* _What is needed_
Every line of the data below that holds the string "dark" needs to be reported.
──────── Records supplied
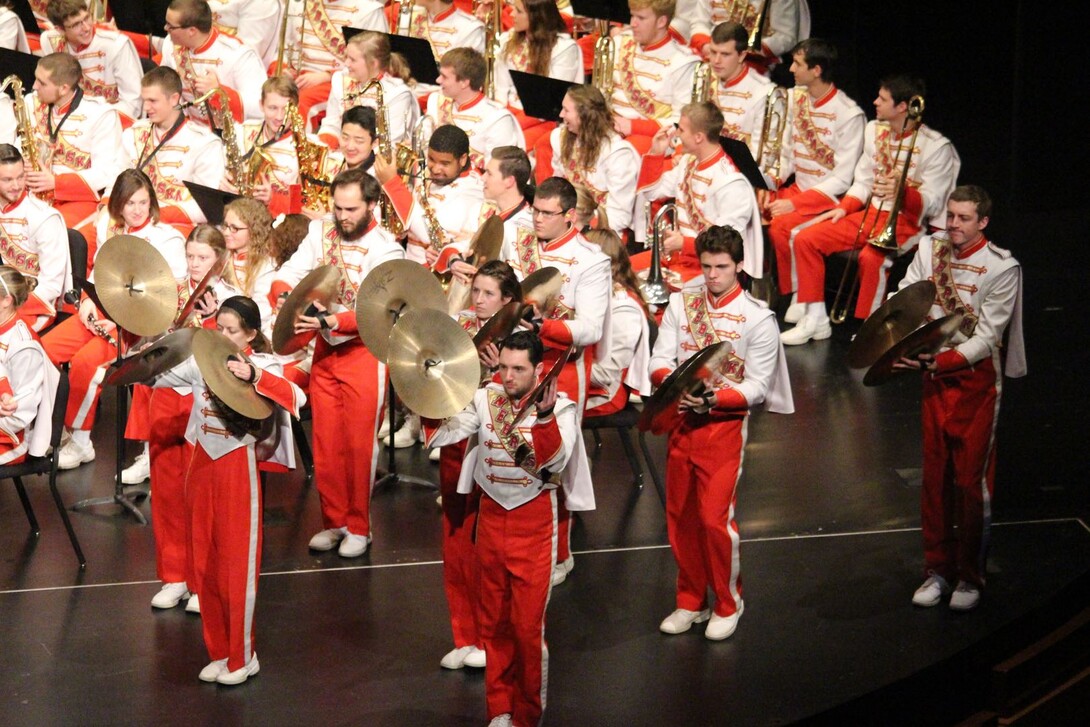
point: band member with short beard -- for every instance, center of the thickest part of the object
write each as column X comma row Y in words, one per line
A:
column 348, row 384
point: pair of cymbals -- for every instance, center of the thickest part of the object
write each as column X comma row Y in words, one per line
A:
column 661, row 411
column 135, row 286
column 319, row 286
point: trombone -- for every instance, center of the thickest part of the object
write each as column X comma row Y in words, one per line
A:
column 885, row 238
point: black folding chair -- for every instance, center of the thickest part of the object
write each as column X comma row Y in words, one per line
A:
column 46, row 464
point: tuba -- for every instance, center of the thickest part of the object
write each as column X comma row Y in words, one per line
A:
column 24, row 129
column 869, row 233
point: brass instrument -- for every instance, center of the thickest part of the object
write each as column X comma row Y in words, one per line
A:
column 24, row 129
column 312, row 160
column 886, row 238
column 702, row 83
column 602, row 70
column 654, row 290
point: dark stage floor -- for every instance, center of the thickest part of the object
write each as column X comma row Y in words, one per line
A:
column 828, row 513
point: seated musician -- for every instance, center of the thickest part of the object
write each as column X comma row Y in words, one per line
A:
────────────────
──────── Records supplied
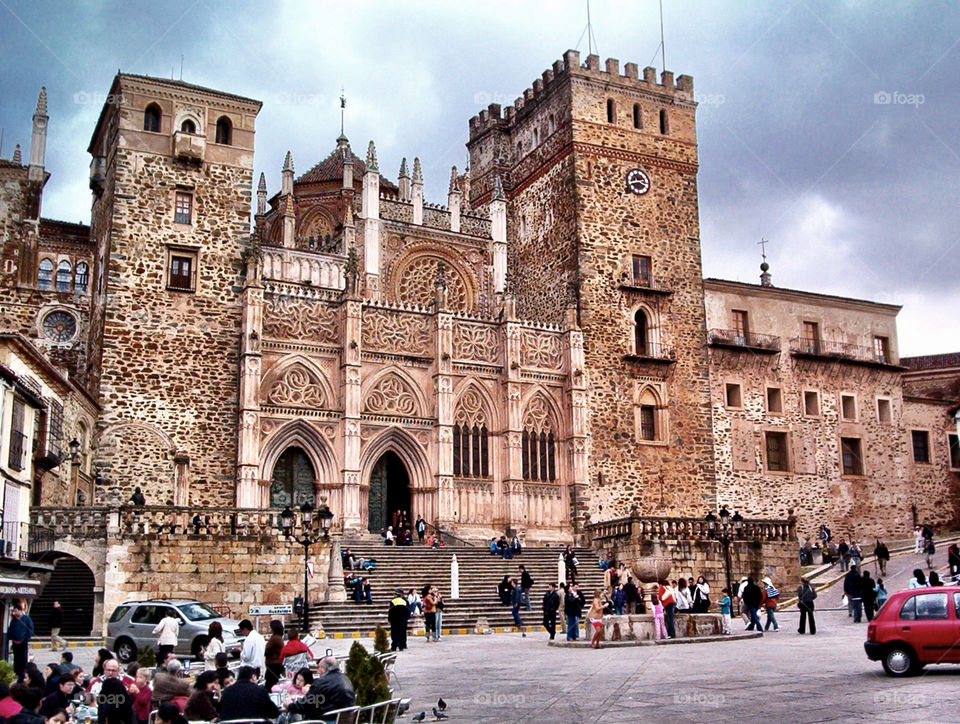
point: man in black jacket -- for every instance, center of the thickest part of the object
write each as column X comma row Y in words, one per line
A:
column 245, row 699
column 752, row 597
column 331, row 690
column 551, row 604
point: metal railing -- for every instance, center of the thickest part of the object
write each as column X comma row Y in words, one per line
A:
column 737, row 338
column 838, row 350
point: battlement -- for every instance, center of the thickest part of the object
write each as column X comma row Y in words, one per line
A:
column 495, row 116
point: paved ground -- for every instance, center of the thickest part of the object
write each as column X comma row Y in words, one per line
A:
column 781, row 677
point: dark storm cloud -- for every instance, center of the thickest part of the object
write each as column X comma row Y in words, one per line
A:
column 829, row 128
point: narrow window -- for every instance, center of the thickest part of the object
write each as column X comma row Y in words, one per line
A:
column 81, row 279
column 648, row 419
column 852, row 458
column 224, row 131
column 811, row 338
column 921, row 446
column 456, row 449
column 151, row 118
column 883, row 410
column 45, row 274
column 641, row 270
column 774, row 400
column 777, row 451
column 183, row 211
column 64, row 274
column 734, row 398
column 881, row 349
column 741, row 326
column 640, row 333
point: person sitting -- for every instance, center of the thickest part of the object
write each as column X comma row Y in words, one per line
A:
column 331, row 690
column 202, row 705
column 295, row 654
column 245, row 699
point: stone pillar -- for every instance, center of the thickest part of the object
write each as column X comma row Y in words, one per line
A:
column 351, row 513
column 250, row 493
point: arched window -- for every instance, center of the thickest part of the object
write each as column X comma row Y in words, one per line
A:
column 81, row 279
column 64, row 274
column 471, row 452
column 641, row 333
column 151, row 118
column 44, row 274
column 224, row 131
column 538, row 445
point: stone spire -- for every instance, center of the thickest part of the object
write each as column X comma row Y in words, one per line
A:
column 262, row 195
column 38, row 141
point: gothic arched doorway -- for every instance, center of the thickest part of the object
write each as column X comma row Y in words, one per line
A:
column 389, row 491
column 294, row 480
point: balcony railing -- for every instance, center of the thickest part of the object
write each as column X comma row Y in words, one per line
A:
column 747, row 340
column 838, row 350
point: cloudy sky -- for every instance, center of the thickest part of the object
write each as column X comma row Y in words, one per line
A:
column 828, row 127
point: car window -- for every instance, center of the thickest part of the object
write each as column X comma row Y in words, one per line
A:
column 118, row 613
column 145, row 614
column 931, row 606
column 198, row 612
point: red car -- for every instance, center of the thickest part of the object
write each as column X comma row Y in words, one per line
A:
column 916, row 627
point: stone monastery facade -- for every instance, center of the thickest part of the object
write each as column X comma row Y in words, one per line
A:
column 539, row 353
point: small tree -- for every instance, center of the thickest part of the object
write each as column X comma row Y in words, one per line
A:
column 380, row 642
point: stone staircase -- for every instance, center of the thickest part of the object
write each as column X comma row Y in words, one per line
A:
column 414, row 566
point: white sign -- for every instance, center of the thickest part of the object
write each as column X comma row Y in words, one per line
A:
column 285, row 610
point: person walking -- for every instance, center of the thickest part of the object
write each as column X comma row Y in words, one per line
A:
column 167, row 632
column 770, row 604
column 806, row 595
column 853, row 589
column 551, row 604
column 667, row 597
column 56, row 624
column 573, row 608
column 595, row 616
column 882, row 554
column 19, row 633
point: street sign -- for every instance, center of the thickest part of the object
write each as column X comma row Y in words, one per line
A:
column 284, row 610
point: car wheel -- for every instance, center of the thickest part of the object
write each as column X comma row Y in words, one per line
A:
────────────────
* _Solution for this task_
point: dark stage floor -- for every instance, center of the thickest part of the object
point: dark storm cloud -- for every instance, center of the thickest part of the object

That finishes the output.